* _Given problem_: Reproduce every one of the following lines word for word.

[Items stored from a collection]
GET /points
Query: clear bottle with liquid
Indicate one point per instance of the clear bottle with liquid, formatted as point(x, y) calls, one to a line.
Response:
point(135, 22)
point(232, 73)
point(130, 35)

* _Answer_:
GET /points
Query: clear bottle with liquid
Indicate one point per instance of the clear bottle with liquid, formatted as point(x, y) calls, one to a line.
Response:
point(135, 22)
point(232, 73)
point(130, 35)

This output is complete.